(Recorded data)
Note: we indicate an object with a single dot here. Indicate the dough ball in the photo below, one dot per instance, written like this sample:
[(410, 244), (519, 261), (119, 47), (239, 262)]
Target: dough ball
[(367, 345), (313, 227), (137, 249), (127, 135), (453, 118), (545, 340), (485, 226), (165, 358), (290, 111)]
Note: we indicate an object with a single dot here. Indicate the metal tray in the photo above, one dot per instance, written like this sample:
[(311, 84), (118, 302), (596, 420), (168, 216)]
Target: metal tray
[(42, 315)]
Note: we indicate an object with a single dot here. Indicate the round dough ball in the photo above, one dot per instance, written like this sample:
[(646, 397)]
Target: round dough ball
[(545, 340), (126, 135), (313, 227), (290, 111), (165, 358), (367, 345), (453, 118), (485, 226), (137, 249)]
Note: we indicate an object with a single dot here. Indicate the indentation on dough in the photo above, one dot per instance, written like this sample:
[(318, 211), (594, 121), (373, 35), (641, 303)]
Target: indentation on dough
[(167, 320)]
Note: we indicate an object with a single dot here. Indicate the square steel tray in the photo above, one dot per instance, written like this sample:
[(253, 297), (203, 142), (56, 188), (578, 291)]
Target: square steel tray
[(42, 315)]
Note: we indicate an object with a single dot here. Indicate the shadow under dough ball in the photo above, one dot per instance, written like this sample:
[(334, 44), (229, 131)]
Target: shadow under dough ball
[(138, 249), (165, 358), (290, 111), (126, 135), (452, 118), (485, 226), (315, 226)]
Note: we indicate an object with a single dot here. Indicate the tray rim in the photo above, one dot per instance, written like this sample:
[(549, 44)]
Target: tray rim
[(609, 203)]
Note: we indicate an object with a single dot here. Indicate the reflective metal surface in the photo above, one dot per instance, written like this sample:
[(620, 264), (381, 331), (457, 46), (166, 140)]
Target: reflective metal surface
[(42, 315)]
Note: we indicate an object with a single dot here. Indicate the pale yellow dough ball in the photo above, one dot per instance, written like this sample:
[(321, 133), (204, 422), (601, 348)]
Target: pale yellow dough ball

§ **Given task**: Copy the rows verbatim, beginning with the first line of the recorded data and ending after the line that contains "358), (290, 111)]".

§ **Completed task**:
Note: we indicate an object with a single dot here. Indicate the dough ball in the photo below, one dot per instance, written like this sample:
[(410, 244), (519, 261), (119, 47), (239, 262)]
Target: dough ball
[(367, 345), (313, 227), (137, 249), (127, 135), (453, 118), (545, 340), (485, 226), (165, 358), (290, 111)]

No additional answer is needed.